PROBLEM TO WORK ON — Only the lines running from the line with "[[327, 124], [906, 357], [111, 188], [1038, 80]]" to the end of the records below belong in the answer, each copied exactly.

SOURCE DATA —
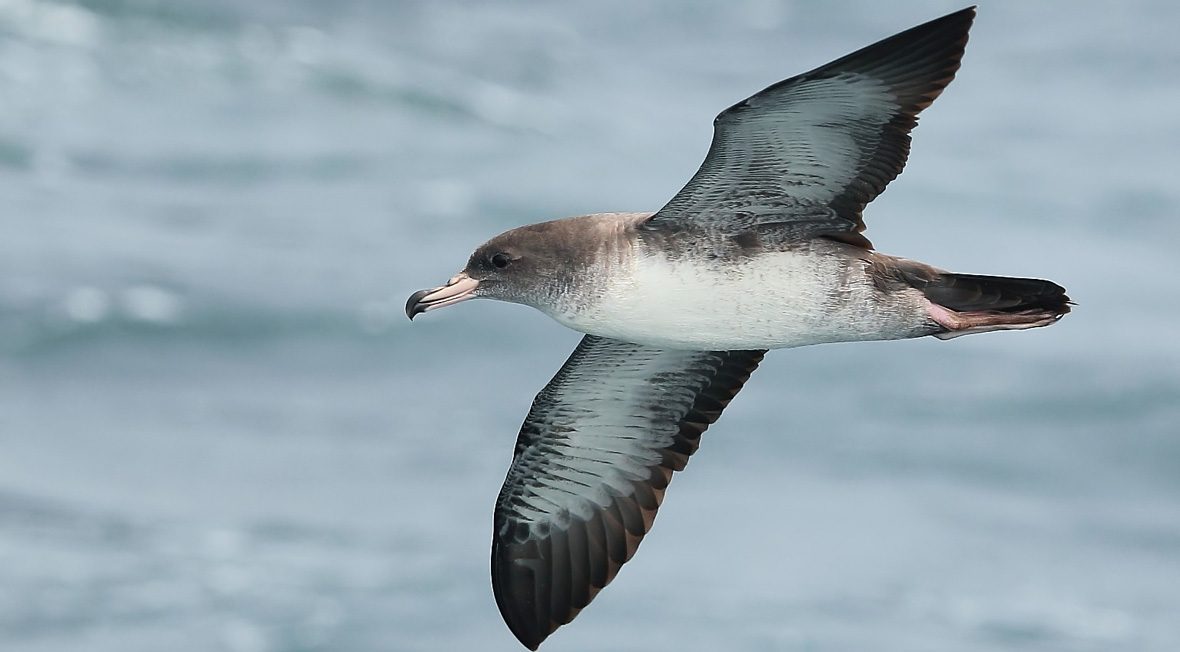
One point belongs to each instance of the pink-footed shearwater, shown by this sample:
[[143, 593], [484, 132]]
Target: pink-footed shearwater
[[761, 250]]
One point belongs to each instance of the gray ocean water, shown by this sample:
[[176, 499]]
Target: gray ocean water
[[218, 432]]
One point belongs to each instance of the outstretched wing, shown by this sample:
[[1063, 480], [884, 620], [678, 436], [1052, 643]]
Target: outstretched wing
[[591, 465], [806, 155]]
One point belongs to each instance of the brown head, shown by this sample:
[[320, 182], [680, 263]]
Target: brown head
[[533, 264]]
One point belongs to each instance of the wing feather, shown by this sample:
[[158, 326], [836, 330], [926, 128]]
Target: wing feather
[[591, 465], [804, 157]]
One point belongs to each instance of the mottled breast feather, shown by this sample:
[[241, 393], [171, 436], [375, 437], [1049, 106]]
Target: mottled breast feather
[[590, 468], [806, 155]]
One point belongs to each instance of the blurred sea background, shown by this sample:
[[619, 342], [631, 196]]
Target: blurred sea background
[[218, 430]]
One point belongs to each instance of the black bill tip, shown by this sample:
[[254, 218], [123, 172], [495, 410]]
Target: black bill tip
[[414, 307]]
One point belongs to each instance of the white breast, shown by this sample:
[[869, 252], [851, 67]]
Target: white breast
[[768, 301]]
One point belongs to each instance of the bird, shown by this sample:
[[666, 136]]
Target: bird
[[762, 249]]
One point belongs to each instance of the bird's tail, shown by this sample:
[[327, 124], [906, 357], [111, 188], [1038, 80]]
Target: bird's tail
[[965, 303]]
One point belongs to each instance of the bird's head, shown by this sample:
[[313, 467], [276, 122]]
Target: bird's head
[[530, 264]]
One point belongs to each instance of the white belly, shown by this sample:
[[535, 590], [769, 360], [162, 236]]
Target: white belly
[[768, 301]]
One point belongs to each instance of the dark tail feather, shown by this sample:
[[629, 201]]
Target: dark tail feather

WORKED SOLUTION —
[[327, 124], [906, 357], [111, 188], [1038, 80]]
Target: bird's tail
[[965, 303]]
One point belongs to each instance of the bird's head, shown by this sample:
[[313, 467], [276, 122]]
Target: bird's head
[[530, 264]]
One point belongs to each instance of the white belly, shown by this sample:
[[535, 590], [769, 360], [162, 236]]
Target: white belly
[[768, 301]]
One point belongs to each instance of the dark tail feather, shown by this sample:
[[629, 201]]
Target: dark tail feather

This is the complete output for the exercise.